== Exercise goal ==
I would like you to transcribe all of the data exactly.

(Natural language region descriptions)
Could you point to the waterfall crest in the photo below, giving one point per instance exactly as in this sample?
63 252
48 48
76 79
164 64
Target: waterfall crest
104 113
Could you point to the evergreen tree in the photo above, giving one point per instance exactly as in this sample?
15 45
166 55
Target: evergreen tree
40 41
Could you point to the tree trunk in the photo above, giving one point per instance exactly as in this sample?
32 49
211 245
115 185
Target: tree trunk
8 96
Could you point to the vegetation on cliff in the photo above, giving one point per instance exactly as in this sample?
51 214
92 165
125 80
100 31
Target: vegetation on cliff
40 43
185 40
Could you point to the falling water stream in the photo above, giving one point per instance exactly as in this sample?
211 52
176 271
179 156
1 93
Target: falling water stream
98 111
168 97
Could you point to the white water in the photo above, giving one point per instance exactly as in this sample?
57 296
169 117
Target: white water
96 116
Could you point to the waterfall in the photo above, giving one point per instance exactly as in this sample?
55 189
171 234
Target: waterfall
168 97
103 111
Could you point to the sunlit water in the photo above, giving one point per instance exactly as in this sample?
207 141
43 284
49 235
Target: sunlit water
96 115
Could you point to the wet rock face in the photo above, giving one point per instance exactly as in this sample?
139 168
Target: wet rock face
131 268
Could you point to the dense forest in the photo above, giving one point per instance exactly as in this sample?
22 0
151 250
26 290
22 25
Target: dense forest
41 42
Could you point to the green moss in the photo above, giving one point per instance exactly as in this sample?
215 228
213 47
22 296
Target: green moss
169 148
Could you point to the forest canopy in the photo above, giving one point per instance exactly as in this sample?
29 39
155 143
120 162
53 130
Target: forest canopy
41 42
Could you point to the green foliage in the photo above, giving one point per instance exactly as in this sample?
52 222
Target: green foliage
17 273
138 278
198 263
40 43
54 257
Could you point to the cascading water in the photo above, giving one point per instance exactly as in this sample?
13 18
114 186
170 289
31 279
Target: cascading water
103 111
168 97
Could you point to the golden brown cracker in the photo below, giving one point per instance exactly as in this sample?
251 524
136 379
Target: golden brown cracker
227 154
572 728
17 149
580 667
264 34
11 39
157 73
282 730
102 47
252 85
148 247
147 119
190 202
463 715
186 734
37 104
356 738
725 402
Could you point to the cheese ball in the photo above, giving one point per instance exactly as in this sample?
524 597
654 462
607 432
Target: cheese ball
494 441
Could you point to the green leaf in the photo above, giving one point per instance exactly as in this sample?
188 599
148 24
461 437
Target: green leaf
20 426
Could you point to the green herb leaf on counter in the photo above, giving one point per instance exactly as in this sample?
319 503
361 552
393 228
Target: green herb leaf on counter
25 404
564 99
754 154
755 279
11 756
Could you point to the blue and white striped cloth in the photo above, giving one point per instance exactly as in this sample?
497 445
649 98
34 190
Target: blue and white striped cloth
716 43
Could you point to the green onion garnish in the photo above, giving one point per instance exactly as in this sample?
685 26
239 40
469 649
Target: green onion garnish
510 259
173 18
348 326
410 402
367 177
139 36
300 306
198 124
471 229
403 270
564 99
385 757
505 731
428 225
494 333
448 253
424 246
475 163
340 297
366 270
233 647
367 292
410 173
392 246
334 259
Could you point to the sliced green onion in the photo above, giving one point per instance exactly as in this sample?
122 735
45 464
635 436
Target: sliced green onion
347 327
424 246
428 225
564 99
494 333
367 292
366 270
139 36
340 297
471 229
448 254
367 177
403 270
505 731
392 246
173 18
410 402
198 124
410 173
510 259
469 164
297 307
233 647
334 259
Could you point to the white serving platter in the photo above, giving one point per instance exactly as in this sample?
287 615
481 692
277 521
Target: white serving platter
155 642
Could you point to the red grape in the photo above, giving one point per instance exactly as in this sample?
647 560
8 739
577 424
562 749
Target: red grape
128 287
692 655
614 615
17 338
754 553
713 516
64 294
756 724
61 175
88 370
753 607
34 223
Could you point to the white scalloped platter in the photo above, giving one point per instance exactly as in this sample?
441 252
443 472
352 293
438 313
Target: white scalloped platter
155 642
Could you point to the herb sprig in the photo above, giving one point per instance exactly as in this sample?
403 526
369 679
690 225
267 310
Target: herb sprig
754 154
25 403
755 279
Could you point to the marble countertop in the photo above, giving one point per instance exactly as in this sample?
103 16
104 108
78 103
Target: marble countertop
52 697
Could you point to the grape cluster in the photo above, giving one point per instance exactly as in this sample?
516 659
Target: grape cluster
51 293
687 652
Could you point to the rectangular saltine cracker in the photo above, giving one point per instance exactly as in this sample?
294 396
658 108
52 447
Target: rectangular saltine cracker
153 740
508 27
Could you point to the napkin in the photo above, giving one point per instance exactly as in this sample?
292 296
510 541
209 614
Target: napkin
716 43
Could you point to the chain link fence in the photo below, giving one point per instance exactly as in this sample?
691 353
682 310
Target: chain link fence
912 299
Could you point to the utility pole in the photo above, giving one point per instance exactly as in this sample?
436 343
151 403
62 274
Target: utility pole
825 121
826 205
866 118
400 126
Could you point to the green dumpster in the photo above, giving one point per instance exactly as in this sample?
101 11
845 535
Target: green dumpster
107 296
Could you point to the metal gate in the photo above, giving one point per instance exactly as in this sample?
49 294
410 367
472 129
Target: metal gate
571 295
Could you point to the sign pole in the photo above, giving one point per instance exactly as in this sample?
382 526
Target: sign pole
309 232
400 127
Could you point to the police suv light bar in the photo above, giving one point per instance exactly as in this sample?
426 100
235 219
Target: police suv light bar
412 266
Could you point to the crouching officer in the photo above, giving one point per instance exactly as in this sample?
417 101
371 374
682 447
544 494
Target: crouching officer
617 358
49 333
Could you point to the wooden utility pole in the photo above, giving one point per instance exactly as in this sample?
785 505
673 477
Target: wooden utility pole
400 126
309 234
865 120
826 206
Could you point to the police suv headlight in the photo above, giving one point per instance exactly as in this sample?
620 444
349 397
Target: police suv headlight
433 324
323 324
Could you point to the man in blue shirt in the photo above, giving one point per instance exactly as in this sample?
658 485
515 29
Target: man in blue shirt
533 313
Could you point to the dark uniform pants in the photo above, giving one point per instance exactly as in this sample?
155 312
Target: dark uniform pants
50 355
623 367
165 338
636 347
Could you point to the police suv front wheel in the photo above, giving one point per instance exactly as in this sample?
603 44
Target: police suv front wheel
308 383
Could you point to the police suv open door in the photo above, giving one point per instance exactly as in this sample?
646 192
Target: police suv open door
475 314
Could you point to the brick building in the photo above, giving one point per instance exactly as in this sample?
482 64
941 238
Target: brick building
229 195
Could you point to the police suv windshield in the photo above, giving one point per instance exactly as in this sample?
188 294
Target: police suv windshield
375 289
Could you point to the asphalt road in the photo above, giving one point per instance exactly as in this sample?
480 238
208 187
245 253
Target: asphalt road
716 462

== Your solution ==
Could you point to the waterfall crest in the photo below, giving one point per instance exactly as in this sample?
63 252
48 48
76 79
164 64
Target: waterfall crest
104 113
Could you point to the evergreen tree in the photo above, giving one point per instance exactly as in this sample?
15 45
166 55
Target: evergreen tree
40 41
Could you point to the tree trunk in the photo above, giving one point per instance exactly as in this sample?
32 49
211 245
115 185
Target: tree trunk
8 96
Could you point to the vegetation on cliff in the photo above, giving one point per instance exactly as in this sample?
51 214
92 165
125 80
100 31
Target: vegetation on cliff
40 43
185 40
Could you point to the falling water stream in the photo above, giving one point per instance exactly as in this sample?
211 52
176 271
179 156
1 93
Target: falling water stream
98 111
168 97
Could you point to the white water in the photo above, giving one point per instance exactly as in this sample?
57 296
169 117
Target: white water
96 116
Could you point to the waterfall in the photo above, giving one point per instance exactly as in this sample?
55 189
171 234
Target: waterfall
168 97
103 111
Could you point to the sunlit water in the photo above, giving one point per instance exactly as in this sample?
207 141
43 284
49 235
Target: sunlit water
96 115
Could you point to the wet rock face in the photo above, giving one point per instance exactly as in this sample?
139 168
Target: wet rock face
131 268
Could you point to the dense forest in the photo above, giving one point per instance exactly as in this sample?
22 0
151 250
26 290
22 25
Target: dense forest
41 42
Could you point to the green moss in the photo above, giving one point per instance exactly as in this sample?
215 228
213 47
22 296
Target: green moss
169 148
Could you point to the forest canopy in the photo above, giving one point per instance exactly as in this sample?
29 39
155 143
120 162
53 130
Target: forest canopy
41 42
Could you point to the green foliage in the photo above, giving one point per instance exactly as in this sample?
52 222
Target: green foliage
17 273
138 278
198 263
40 43
54 257
Could you point to the cascading water in the photo above, giving one point per instance exactly as in this sample?
13 18
114 186
170 289
31 279
Target: cascading water
103 111
168 97
Could you point to the golden brown cracker in the photo below, giving one point per instance exactly as in this sample?
251 524
136 379
Target: golden brown cracker
227 154
572 728
17 149
580 667
264 34
11 39
157 73
282 730
102 47
252 85
148 247
147 119
190 202
463 715
186 734
37 104
356 738
725 402
Could you point to the cheese ball in the photo above, giving one point per instance exactly as in this sample?
524 597
654 462
607 432
Target: cheese ball
494 441
Could you point to the green leaf in the photo above, giving one point per instance exactly as in this sample?
188 599
148 24
461 437
Target: green leaf
20 426
Could you point to the green herb leaf on counter in the photo above, giving one point per instance exactly as in this sample?
319 503
361 552
393 228
Target: green herb leaf on counter
25 404
564 99
754 154
755 279
11 756
Could you point to the blue and white striped cloth in the photo above, giving one point per instance exactly as in this sample?
497 445
649 98
34 190
Target: blue and white striped cloth
716 43
Could you point to the green onion garnish in the photo above, giving one point per instance exactly as in this sample?
685 26
239 40
469 649
Target: green onion garnish
510 259
173 18
348 326
410 402
367 177
139 36
300 306
198 124
471 229
403 270
564 99
385 757
505 731
428 225
494 333
448 253
424 246
475 163
340 297
366 270
233 647
367 292
410 173
392 246
334 259
Could you point to the sliced green onion in the photo above, giving one point per instance exactly as in this sample?
122 735
45 464
635 436
Target: sliced green onion
347 327
424 246
428 225
564 99
494 333
367 292
366 270
139 36
340 297
471 229
448 254
367 177
403 270
505 731
392 246
173 18
410 402
198 124
410 173
510 259
469 164
297 307
233 647
334 259
Could you point to the white serving platter in the photo above, giving one point per instance exactly as in this sample?
287 615
481 692
277 521
Target: white serving platter
155 642
Could you point to the red grape in the photo above, giving one point per instance exactly as in this sample?
647 560
8 739
577 424
562 749
Target: red grape
128 287
692 655
614 615
17 338
754 553
713 516
64 294
756 724
61 175
88 370
753 607
34 223
Could you point to the white scalloped platter in the photo above, giving one point per instance exactly as in this sample?
441 252
443 472
352 293
438 313
Target: white scalloped platter
155 642
Could you point to the herb sprig in the photo above, giving one point per instance exactly as in this sample?
403 526
369 679
690 225
267 310
Target: herb sprig
754 154
25 403
755 279
Could you point to the marble countertop in the photo above, giving one point per instance exactly as in this sample?
103 16
104 108
78 103
Target: marble countertop
52 697
Could you point to the grape cluster in the photo above, giving one point per instance exactly as in this sample?
516 659
Target: grape cluster
51 293
687 652
Could you point to the rectangular saltine cracker in the photo above, giving one point per instance exactly as in this sample?
294 396
658 108
52 447
Target: rectangular saltine cracker
153 740
508 27
Could you point to the napkin in the photo above, giving one point per instance exactly as in this sample?
292 296
510 541
209 614
Target: napkin
716 43
Could you point to the chain link fence in the photo below, giving one point per instance exactly as in this sample?
691 353
682 310
Target: chain link fence
912 299
Could you point to the utility pole in the photo above, giving one point per instance exactly as in this sample?
436 343
151 403
62 274
Target: utility pole
825 121
826 205
866 118
400 126
Could you point to the green dumpster in the photo above, giving one point per instance exactly as in this sample?
101 11
845 535
Target: green dumpster
107 296
Could you point to the metal gate in the photo above, giving one point per instance exactly as in this sample?
49 294
410 367
472 129
Target: metal gate
571 295
Could you point to the sign pole in the photo above, giving one point per instance exactly as in this sample?
382 526
Target: sign pole
309 232
400 127
Could you point to the police suv light bar in the photo above, giving one point per instance exactly as in this sample?
426 100
235 219
Target: police suv light bar
412 266
Could you point to the crouching officer in the photo above, giving one point per instance exactly as in this sample?
417 101
371 374
682 447
544 494
Target: crouching officer
617 358
49 333
Could you point to the wooden utility pole in the photo above, giving one point per instance exactly as in this sample?
785 505
673 477
Target: wooden utility pole
400 126
309 234
865 120
826 206
Could you point to the police suv headlight in the photo above, giving one point per instance exactly as in this sample?
620 444
349 397
Target: police suv headlight
433 324
323 324
Could you point to the man in blue shirt in the photo above, giving one point per instance exactly as in this sample?
658 485
515 29
Target: man in blue shirt
533 313
Could you point to the dark uniform pants in the photo above, giving one point per instance exactly as in this sample?
155 312
Target: dark uniform pants
50 355
623 367
165 338
636 347
Could you point to the police suv front wheel in the photo above, giving one point per instance exactly as in this sample?
603 44
Target: police suv front wheel
308 383
Could you point to the police suv open door in the photo above, giving one point per instance exactly as in this sample?
646 192
Target: police suv open door
475 314
Could you point to the brick building in the photo above, giving one point per instance exactly as in this sample?
482 64
941 238
Target: brick building
229 195
Could you point to the police suv windshield in the photo above, giving one point per instance exactly as in this sample?
188 294
Target: police suv windshield
375 289
Could you point to the asphalt road in the photo above, giving one point per instance exactly as in this sample?
480 238
208 187
245 253
Target: asphalt road
716 462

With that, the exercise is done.